##### Data provided

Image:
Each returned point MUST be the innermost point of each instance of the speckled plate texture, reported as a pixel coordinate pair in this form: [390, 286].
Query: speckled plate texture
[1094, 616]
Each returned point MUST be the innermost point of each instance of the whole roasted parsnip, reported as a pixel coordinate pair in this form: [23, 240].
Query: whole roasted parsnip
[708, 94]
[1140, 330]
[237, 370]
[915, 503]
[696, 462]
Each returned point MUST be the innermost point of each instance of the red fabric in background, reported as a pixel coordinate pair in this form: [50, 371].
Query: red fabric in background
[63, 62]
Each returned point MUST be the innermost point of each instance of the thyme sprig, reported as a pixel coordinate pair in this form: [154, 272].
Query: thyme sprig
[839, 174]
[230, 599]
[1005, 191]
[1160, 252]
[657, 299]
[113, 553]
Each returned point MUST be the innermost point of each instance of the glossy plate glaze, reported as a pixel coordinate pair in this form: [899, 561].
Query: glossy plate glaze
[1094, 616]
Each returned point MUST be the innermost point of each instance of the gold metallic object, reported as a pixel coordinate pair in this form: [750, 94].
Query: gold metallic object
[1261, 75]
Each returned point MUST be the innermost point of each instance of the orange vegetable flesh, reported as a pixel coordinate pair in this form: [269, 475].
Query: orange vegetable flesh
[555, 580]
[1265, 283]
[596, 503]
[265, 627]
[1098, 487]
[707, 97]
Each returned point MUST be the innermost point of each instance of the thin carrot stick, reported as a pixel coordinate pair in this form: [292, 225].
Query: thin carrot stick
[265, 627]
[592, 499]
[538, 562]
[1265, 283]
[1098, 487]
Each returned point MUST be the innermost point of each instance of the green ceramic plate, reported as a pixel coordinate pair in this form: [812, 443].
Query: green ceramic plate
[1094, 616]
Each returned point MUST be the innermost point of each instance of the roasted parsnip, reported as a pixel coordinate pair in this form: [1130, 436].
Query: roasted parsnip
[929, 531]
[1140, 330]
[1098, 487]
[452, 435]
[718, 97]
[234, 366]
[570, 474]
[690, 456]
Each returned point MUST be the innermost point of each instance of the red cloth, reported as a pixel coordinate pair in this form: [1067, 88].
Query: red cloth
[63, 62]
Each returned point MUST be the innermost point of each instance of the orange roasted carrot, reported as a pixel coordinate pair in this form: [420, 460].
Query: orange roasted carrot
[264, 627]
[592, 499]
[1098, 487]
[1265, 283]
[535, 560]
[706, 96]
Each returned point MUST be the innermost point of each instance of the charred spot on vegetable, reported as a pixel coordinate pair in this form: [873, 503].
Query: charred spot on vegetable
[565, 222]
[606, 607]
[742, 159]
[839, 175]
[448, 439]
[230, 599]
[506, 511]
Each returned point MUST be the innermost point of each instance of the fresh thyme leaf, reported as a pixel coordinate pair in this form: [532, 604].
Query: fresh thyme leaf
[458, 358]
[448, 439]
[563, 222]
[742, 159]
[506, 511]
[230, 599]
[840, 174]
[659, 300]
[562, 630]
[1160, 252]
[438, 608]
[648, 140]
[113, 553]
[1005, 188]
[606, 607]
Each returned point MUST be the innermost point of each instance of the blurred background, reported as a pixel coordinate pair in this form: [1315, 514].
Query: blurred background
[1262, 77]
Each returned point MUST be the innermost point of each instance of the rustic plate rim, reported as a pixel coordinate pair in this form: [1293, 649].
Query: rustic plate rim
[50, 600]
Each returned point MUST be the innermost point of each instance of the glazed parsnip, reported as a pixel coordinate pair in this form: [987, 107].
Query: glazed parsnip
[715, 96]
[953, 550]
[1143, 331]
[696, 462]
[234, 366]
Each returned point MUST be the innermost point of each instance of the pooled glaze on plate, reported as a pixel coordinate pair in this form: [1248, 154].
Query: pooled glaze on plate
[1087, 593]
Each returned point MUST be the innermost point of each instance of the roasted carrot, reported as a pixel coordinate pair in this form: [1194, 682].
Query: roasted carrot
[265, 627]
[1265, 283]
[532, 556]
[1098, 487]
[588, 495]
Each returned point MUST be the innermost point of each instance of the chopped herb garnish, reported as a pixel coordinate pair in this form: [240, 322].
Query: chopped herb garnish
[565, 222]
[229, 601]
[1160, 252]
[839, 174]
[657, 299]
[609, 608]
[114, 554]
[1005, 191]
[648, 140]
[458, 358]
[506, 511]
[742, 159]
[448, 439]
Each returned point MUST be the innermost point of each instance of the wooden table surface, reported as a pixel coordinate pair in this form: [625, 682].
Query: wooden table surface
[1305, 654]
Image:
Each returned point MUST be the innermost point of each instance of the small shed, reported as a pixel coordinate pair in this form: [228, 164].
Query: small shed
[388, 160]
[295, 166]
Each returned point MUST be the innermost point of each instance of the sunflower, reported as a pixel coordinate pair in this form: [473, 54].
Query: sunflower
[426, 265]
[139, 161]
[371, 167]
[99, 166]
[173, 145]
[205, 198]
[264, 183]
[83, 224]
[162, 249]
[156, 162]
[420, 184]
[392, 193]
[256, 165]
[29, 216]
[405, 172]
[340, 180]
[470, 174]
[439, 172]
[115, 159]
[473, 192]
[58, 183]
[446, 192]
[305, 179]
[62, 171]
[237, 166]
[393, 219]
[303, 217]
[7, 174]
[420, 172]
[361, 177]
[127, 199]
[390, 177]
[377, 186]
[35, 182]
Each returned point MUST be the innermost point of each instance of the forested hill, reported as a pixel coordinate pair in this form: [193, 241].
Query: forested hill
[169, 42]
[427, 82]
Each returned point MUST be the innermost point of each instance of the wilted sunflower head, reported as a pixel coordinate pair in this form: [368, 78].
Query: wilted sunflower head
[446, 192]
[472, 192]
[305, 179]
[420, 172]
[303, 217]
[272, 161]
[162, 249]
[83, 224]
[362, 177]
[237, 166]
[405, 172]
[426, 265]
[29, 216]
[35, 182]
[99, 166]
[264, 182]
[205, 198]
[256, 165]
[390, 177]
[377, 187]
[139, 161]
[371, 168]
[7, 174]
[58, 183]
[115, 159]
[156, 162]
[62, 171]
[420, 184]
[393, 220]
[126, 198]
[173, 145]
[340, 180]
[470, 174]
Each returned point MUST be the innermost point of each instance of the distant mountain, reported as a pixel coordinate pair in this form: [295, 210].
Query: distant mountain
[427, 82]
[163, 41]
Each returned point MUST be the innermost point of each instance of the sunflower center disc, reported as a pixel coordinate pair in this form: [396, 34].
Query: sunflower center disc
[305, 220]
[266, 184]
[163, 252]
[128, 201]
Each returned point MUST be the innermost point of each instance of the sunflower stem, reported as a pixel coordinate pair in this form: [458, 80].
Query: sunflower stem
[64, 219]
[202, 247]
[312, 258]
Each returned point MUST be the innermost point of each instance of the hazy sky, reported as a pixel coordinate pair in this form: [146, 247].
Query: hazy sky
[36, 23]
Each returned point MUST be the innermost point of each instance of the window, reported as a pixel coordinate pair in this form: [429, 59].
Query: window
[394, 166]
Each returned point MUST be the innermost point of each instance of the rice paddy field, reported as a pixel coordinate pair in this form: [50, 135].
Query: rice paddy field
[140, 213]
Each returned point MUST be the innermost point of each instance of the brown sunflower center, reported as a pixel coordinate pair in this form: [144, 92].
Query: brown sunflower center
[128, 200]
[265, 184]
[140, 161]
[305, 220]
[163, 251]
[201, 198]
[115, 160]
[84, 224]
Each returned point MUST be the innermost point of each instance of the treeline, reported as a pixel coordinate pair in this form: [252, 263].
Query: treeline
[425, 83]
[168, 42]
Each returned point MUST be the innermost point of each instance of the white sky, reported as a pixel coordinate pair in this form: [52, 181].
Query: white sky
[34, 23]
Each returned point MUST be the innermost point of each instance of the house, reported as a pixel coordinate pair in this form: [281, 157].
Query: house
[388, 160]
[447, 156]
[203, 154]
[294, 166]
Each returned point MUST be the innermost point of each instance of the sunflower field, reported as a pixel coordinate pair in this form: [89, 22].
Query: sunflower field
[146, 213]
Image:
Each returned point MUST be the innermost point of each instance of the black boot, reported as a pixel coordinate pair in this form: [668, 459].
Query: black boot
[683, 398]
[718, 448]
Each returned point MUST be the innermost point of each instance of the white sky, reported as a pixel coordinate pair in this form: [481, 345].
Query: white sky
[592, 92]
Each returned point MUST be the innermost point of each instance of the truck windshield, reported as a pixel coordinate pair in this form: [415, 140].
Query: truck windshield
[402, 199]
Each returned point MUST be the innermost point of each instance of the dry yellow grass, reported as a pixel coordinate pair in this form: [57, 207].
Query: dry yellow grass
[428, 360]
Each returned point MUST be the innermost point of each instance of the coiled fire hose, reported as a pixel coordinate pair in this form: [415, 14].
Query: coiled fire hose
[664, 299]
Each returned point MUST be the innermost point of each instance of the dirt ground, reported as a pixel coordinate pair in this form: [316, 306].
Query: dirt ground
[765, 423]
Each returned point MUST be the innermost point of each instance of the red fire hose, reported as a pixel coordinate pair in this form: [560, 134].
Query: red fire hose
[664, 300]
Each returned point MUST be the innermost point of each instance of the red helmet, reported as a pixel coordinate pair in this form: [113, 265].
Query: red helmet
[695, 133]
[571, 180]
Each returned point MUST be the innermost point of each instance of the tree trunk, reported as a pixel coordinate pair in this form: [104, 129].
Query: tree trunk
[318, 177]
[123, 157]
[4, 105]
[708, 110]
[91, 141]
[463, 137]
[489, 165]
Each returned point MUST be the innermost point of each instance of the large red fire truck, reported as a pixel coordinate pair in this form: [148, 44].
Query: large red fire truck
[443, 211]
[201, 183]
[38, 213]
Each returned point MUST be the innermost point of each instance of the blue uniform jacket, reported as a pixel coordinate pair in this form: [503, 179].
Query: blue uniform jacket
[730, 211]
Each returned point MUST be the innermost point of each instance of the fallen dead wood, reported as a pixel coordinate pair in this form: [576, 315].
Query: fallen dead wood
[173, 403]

##########

Task to carry out: From the line holding "Query: gold metallic object" to the line holding "form: [292, 225].", inclusive, restate each line above exactly as written.

Answer space:
Query: gold metallic object
[1261, 75]
Each returned point MUST be the innermost point of each instance of the orange vegetable flesh, reported as a pixel coordinate pair in this form: [269, 475].
Query: orange vegetable flesh
[555, 580]
[1265, 283]
[596, 503]
[265, 627]
[1098, 487]
[707, 97]
Each returned point MUST be the innermost point of each instance of the thin carrot stick, reported as a pixel coordinate pair in this form: [292, 225].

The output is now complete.